Source extract below:
That's a Corrado transition.
Let's go.
The best segue of the year right there.
From the top rope, are you kidding me?
I'm trying.
I'm learning from the best here.
That is Bob breaking the Tomish hurdle trade at 3.01 p.m.
a couple of years ago.
That's what that is.
That was a year and three months ago, by the way.
That feels like it was on another planet.
Boys, 121 deals signed on the first day of free.
agency, $672 million spent.
That sounds like a lot of money.
It isn't actually.
There was more than a billion spent last year.
I think that kind of encapsulates a lot of it.
You know, if you go year over year, there's just, it was just not that busy
a day for good reason.
But Frankie, man, you were, you were on ground zero for this.
You were putting together the board.
You're standing up there.
Very expertly navigating the interface on moving stuff around on the board, which is
making, I was nervous for you from the jump. What was that like in the building when,
when you guys showed up at work in the morning and we're like, all right, thank you to the Florida
Panthers. Thank you to whoever else. Like, we're going to have to, we're going to have to fend off
scraps here. Man, well, first of all, we should have done the show on Monday. Um, and second of all,
like we had, we had our list and we were going through it and names would get knocked off. And
then we would have these conversations.
Okay, who moves up now and who moves into our top 50?
And it was happening again and again.
And it got to the point where I just kind of chimed in and I'm like, let's just talk
tomorrow because we can't do this all night.
And then we get our board and we kind of came to the realization like nine, nine out of the
10 guys or nine out of the 12.
It's something like that.
Stayed.
Stayed where they were, like signed extensions.
and that got me thinking like a bigger picture, you know, forgetting about yesterday,
which we'll get more into yesterday specifically, but I wonder because the cap is going up the way
it is and there's just only, there's only so much, you know, kind of game changing needle moving
talent available out there.
End of Source extract.
Dataset excerpts below:
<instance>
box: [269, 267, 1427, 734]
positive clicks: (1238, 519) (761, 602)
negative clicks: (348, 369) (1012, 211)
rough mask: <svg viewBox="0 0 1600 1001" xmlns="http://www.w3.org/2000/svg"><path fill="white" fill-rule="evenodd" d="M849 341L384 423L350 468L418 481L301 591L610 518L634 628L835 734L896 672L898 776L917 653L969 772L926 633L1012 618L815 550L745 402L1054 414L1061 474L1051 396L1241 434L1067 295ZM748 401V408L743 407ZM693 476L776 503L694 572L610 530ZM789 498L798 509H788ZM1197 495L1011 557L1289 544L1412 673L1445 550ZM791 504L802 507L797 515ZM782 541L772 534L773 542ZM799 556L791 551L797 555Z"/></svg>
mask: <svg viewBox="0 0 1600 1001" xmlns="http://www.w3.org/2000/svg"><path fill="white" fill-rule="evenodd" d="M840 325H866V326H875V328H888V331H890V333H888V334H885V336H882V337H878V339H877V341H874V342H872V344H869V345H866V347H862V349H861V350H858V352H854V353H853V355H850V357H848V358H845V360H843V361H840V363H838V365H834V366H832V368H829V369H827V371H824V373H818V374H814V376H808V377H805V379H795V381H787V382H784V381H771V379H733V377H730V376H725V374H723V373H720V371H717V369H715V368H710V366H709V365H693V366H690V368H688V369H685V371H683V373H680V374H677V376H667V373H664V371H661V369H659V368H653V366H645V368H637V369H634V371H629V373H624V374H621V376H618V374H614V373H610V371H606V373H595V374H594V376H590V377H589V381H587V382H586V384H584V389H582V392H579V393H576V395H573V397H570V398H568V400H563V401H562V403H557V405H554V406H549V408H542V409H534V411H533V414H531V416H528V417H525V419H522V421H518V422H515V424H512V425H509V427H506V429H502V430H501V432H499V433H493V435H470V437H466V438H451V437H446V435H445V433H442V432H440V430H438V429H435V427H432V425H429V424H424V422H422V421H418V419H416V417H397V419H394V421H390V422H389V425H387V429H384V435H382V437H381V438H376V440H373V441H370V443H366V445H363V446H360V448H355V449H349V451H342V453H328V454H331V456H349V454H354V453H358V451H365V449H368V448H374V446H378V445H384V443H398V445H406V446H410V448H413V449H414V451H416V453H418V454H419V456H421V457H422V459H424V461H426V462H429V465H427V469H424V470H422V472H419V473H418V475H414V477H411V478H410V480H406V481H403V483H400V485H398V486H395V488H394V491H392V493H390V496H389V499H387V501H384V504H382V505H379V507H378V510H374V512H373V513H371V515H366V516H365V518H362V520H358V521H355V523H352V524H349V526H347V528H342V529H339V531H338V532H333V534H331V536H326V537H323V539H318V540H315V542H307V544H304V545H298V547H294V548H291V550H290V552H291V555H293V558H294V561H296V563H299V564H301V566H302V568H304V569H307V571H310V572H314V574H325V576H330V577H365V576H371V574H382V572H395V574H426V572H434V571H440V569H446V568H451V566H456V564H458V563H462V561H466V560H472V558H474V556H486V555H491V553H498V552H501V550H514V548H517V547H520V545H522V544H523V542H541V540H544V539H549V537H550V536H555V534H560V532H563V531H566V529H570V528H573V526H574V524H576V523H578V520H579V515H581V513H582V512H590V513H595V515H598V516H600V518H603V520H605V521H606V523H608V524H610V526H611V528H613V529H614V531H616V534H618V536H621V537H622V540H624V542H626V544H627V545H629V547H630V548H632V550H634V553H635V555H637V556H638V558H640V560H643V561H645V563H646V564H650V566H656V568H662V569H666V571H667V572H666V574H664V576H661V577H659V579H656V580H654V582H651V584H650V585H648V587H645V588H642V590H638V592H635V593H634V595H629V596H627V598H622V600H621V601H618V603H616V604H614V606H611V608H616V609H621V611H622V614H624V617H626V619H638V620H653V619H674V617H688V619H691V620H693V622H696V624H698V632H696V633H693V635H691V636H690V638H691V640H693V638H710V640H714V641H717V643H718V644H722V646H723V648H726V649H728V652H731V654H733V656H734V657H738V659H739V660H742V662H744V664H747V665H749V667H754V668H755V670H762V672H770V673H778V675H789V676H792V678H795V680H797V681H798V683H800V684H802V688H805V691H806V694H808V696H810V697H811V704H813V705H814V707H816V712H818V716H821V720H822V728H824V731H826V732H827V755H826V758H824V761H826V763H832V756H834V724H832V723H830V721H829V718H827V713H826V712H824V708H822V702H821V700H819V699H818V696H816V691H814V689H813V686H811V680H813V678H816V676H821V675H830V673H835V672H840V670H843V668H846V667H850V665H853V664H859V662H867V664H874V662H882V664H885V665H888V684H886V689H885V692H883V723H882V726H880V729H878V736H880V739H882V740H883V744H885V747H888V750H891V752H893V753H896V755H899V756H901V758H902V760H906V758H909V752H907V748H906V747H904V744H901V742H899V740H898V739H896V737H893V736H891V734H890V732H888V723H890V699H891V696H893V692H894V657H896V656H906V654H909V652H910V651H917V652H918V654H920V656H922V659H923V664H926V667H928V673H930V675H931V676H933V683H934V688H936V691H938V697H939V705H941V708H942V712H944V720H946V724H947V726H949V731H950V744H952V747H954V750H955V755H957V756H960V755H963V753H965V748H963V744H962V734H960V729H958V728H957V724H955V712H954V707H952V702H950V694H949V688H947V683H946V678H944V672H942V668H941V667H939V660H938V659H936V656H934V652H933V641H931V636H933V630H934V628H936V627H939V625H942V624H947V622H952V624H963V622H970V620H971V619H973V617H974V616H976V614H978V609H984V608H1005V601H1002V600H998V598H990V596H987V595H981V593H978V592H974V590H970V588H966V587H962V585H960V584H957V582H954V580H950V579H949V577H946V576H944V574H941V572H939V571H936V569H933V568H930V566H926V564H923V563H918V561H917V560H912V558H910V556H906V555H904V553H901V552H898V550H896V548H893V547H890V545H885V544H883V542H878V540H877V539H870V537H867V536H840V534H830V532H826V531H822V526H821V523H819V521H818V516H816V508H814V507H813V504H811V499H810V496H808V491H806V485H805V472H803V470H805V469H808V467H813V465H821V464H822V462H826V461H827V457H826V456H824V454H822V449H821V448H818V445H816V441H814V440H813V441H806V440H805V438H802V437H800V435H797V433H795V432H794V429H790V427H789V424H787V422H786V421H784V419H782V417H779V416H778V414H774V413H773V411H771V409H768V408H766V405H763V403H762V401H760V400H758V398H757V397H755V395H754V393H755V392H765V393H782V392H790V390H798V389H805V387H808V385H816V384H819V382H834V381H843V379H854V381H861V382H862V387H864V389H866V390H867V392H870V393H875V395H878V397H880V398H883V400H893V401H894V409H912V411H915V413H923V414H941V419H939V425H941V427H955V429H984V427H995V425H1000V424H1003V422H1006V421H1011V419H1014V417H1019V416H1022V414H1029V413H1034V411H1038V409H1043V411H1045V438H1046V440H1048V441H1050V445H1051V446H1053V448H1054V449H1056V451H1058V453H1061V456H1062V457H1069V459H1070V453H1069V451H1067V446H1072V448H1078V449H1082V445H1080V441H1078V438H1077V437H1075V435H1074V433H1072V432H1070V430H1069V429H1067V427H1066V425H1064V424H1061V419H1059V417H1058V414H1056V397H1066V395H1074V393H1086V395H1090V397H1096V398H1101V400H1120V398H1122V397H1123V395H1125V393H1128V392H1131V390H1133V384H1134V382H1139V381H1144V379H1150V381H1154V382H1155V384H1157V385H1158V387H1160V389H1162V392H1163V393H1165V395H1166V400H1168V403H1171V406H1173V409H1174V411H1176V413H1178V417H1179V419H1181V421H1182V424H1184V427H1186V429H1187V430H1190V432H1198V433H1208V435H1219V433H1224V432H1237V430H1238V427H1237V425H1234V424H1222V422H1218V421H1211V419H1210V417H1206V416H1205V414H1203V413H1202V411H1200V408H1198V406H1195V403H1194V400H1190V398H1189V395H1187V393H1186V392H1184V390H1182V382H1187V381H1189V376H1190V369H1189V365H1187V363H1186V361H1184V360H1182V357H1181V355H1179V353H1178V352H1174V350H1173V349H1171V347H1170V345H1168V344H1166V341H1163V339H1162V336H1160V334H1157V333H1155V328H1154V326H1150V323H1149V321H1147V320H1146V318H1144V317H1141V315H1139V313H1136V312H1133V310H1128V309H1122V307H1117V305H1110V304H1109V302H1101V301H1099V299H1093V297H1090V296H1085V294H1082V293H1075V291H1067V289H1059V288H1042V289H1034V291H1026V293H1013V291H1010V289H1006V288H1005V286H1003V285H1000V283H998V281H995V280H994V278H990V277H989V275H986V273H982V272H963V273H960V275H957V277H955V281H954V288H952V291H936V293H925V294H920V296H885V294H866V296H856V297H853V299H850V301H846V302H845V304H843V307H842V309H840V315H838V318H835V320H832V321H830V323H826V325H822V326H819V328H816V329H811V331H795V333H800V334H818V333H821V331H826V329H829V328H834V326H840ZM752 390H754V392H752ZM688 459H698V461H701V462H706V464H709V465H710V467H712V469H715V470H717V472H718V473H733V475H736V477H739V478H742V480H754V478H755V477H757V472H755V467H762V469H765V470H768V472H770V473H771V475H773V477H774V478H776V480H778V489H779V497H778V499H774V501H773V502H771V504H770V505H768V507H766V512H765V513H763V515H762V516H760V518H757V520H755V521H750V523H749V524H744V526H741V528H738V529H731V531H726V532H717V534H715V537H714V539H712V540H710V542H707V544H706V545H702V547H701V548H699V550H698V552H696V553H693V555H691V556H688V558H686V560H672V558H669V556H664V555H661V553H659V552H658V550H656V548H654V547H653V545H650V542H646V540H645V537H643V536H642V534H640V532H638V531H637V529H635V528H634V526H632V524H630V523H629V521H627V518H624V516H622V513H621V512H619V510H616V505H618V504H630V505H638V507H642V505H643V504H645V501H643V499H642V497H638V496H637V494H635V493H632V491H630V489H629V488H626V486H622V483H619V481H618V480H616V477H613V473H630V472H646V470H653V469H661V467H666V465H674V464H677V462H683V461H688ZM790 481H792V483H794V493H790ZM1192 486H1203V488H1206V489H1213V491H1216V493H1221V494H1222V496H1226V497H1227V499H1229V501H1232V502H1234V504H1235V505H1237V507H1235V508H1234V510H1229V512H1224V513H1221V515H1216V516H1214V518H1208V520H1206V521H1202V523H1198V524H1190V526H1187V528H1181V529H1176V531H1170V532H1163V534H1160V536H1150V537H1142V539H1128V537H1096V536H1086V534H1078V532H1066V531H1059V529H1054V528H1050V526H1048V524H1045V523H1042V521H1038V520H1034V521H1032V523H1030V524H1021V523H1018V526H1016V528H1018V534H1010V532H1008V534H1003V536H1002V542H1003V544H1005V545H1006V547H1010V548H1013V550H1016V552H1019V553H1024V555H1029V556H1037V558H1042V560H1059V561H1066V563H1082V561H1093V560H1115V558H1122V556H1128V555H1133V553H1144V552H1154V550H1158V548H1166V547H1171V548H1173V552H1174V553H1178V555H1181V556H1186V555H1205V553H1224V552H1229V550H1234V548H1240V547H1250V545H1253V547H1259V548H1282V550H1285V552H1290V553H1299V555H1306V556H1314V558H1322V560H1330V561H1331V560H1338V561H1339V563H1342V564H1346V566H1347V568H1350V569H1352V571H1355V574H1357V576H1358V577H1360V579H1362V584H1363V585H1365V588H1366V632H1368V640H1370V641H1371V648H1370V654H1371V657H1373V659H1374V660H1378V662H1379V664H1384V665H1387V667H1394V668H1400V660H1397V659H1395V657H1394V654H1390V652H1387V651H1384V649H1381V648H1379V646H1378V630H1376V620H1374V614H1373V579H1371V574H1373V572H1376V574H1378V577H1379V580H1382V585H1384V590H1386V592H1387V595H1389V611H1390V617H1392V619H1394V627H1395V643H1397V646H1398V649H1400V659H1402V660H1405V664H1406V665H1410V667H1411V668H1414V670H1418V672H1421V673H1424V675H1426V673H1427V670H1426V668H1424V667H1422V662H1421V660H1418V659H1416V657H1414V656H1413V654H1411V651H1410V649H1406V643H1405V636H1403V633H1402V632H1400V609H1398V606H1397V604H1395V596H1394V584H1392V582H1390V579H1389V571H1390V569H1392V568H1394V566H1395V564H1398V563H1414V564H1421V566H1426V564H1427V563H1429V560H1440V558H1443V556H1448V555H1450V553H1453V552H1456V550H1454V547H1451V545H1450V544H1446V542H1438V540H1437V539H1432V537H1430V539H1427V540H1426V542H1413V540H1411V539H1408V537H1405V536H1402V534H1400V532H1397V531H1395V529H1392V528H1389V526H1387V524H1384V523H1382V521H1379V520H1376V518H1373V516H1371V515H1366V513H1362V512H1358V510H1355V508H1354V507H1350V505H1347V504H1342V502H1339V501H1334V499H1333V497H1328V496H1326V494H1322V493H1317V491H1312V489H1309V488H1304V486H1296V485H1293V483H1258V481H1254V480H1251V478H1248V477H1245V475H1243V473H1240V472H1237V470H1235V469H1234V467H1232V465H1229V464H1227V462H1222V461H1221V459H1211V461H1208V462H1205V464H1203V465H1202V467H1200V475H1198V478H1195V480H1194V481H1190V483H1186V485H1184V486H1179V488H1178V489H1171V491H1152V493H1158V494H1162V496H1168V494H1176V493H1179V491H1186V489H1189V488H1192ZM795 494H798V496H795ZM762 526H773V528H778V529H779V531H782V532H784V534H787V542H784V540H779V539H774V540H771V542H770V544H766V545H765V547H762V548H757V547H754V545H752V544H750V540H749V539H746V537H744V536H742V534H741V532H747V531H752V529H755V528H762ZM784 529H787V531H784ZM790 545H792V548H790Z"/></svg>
End of Dataset excerpts.
**Instructions**:
[a] In the free agency transcript, how many deals were signed on the first day of free agency?
[b] Return the stretch of the free agency transcript from "That's what that" through "zero for this.", word for word.
[c] Resume the free agency transcript from the point where it stops.
The records are separate material and have no connection to the free agency transcript.

**Answers for each item**:
[a] 121 deals were signed on the first day of free agency.

[b]
That's what that is.
That was a year and three months ago, by the way.
That feels like it was on another planet.
Boys, 121 deals signed on the first day of free.
agency, $672 million spent.
That sounds like a lot of money.
It isn't actually.
There was more than a billion spent last year.
I think that kind of encapsulates a lot of it.
You know, if you go year over year, there's just, it was just not that busy
a day for good reason.
But Frankie, man, you were, you were on ground zero for this.

[c]
I wonder if we're just living in a world now where this is going to be July 1st moving
forward, where teams say, I don't want to take my chances with the one player that's out there.
that I got to fend off from 30 other teams.
I got a guy that I think is pretty good.
He probably wants to take market value.
And I'm just going to make the move to extend them.
And for agent frenzy is going to become,
there's a handful of guys that might be able to do something for your team
and a bunch of guys that are just regular old players
that fill out your roster.
Because that's what it felt like yesterday.
And, you know, the cap's only going to go up more.
So it feels like we're going to, we might have the haves and the have-nots.
and if you have them, that's great.
And if you don't, man, buckle up because you're going to have to draft well for the next five years
and hope that you can strike at some point in a trade or if you can catch the big fish somewhere along the way.
Yeah, man, because that's the piece that we all missed, right?
The cap going up, we all looked at that and said, my free agency might get crazy
because there's going to be so much money out there.
But the flip side of it is you did not have that group of free agents where teams had looked at them and said,
we like you, we'd love to keep you, we just can't afford it right now.
We do not have cap room.
We are capped out and so we're going to have to let you go to market.
That's usually a pretty big chunk of the free agent class.
And we didn't have that this year, A, because teams had the cap space to bring those guys back.
And then it became like a self and reinforcing thing because each guy that signed made the July one day look worse,
which maybe made teams go, hey, man, maybe the B minus that we've got right now is better than gambling on,
can we get a C plus on July 1st and pay too much for it?
So, man, a shout out to all the fans of teams who spent the last year talking about how the cap is going up and the cap's going up and we've got a plan and we're going to have 20 million to spend and it's all going to be fine on free agent day.
Turned out it wasn't.
There's a lot of teams still sitting there with 20 million or 10 million.
or 5 million that they didn't spend.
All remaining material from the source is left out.